─── MATERIAL PROVIDED ───

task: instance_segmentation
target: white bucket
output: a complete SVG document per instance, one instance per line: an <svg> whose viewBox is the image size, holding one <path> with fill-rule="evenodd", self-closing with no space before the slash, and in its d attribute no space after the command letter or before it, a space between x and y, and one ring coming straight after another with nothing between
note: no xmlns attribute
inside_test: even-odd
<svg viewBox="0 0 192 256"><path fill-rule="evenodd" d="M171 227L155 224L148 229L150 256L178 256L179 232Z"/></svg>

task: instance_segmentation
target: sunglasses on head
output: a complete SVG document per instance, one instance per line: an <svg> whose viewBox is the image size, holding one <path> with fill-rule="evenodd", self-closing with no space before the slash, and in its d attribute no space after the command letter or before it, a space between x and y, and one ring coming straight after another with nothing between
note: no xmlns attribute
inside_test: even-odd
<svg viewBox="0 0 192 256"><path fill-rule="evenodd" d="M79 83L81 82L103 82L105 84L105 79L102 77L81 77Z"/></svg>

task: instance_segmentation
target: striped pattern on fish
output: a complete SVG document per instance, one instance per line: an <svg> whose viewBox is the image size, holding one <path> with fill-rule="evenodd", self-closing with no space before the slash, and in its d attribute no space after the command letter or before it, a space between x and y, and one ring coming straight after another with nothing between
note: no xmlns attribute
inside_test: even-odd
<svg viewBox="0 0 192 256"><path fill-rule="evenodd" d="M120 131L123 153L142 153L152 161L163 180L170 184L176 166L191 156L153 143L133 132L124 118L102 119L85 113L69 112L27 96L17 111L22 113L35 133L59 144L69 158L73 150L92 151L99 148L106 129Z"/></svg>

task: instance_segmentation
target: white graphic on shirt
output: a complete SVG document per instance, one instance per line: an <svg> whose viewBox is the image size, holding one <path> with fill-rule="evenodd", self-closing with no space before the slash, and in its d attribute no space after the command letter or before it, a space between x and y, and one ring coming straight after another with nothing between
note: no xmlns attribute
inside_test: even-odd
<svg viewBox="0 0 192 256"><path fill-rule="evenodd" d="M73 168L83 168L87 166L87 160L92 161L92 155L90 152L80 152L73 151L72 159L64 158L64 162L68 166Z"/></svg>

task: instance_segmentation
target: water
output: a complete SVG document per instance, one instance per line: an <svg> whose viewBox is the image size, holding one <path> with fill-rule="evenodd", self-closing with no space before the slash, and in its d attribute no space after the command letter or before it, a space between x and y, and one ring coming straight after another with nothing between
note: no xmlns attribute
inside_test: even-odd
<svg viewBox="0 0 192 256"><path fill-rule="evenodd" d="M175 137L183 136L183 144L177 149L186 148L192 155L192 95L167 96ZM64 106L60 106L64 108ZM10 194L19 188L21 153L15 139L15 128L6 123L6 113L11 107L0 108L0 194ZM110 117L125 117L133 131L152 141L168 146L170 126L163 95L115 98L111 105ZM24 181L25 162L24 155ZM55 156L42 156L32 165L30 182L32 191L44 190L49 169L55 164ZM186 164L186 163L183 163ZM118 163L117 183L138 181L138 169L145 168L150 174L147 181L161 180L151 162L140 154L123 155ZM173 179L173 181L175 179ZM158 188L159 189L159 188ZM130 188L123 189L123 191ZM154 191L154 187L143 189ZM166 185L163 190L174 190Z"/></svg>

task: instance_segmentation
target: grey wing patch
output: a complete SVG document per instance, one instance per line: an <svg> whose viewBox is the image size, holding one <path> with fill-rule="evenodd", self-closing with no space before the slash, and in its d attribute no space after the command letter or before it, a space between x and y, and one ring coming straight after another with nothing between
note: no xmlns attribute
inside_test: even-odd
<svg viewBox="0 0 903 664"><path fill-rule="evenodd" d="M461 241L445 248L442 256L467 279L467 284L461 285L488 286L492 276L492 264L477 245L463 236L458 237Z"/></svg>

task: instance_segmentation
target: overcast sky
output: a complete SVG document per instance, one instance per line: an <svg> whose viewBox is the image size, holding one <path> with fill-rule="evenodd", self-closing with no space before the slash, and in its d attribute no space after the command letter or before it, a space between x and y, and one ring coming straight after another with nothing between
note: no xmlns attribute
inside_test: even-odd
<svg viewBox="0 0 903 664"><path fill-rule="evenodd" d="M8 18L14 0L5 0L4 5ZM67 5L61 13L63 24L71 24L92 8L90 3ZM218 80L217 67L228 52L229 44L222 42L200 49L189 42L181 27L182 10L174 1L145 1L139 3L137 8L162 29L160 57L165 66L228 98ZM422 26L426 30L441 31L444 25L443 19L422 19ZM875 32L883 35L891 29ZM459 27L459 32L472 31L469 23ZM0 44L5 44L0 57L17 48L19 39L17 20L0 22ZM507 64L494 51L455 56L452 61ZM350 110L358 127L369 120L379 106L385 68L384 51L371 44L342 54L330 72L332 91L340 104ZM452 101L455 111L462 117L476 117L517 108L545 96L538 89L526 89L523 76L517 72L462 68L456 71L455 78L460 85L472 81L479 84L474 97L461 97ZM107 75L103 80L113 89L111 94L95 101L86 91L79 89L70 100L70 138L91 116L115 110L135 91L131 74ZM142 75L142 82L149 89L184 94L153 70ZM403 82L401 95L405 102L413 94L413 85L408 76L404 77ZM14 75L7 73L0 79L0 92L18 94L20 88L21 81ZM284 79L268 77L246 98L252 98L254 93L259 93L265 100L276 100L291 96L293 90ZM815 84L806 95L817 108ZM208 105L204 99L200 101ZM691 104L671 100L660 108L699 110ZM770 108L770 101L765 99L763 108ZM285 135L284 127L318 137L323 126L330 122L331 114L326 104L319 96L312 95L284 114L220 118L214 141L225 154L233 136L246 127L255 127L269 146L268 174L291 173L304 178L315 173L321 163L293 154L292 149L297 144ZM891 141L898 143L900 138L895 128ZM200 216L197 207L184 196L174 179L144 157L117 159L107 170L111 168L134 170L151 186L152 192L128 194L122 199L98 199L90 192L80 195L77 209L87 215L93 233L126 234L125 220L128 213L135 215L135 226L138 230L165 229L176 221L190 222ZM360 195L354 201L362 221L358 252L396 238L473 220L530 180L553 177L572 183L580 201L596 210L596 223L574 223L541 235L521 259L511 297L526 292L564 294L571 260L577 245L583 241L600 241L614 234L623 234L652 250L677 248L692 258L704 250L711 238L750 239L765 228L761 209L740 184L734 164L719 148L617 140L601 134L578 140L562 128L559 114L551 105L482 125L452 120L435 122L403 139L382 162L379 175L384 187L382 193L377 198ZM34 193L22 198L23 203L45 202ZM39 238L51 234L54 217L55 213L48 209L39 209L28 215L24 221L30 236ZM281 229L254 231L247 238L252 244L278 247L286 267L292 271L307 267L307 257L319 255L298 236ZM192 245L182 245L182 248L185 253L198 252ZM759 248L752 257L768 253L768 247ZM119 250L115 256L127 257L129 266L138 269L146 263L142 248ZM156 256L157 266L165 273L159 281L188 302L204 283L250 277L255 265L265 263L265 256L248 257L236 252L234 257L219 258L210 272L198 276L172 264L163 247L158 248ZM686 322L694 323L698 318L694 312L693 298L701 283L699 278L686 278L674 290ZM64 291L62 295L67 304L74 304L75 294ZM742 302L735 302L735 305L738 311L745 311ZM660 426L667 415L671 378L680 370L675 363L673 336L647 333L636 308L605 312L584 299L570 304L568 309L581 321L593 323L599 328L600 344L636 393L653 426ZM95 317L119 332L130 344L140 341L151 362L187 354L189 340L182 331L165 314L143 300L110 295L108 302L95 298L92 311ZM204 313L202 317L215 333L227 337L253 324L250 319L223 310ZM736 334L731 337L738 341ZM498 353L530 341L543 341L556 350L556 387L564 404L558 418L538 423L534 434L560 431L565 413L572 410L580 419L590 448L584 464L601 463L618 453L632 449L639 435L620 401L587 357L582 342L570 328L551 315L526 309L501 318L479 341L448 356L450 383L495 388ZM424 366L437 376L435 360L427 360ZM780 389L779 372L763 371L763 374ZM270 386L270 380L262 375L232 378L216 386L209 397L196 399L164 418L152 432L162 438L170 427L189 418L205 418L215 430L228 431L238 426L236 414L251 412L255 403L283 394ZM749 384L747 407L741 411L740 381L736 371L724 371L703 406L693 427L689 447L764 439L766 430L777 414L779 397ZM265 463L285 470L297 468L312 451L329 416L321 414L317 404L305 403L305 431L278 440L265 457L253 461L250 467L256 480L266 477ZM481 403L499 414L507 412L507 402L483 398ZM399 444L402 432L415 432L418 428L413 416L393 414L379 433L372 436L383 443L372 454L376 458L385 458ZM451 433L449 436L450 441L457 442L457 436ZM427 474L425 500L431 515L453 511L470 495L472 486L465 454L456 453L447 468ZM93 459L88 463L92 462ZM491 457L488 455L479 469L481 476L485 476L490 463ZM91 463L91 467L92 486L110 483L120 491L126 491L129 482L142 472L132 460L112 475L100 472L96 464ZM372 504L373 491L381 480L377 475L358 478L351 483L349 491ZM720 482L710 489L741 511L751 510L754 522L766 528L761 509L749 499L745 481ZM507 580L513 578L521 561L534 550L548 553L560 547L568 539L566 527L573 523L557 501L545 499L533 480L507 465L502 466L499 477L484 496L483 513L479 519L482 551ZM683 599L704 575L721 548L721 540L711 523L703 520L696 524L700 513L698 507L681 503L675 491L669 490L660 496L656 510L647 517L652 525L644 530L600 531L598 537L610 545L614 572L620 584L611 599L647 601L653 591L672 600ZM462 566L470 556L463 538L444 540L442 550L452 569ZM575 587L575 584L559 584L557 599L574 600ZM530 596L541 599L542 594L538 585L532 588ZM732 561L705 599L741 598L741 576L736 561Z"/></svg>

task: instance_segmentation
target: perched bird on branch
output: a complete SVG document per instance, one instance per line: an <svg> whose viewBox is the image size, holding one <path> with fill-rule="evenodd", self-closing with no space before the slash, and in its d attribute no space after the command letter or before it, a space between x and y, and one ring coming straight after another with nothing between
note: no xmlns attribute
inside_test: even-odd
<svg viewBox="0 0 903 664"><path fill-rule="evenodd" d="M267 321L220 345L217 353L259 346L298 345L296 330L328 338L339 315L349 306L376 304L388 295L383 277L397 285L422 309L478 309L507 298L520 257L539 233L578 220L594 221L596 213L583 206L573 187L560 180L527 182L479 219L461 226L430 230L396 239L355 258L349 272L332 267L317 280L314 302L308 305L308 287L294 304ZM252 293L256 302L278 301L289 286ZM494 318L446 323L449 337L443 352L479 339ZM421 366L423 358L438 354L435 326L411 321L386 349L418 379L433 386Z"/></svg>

───

Update everything from the start of the data down to the line containing "83L81 82L103 82L105", changing "white bucket" to "plastic bucket" and leaving the rest as it is.

▶ _WRITTEN SOLUTION_:
task: instance_segmentation
target: plastic bucket
output: a complete SVG document per instance, one instance per line: an <svg> whose viewBox is the image size, holding one <path> with fill-rule="evenodd", self-closing with no space before the slash, and in its d attribute no space after the command letter or before it, a space between x and y, and one ring coming straight after another with nothing between
note: no xmlns attribute
inside_test: even-odd
<svg viewBox="0 0 192 256"><path fill-rule="evenodd" d="M171 227L155 224L148 229L150 256L178 256L179 232Z"/></svg>

task: instance_segmentation
target: sunglasses on head
output: a complete SVG document per instance, one instance per line: an <svg> whose viewBox is the image size, holding one <path> with fill-rule="evenodd", self-closing with no space before the slash, and in its d attribute no space after the command letter or before it, a space between x and y, and one ring coming straight after another with nothing between
note: no xmlns attribute
inside_test: even-odd
<svg viewBox="0 0 192 256"><path fill-rule="evenodd" d="M79 83L81 82L103 82L105 84L105 79L102 77L81 77Z"/></svg>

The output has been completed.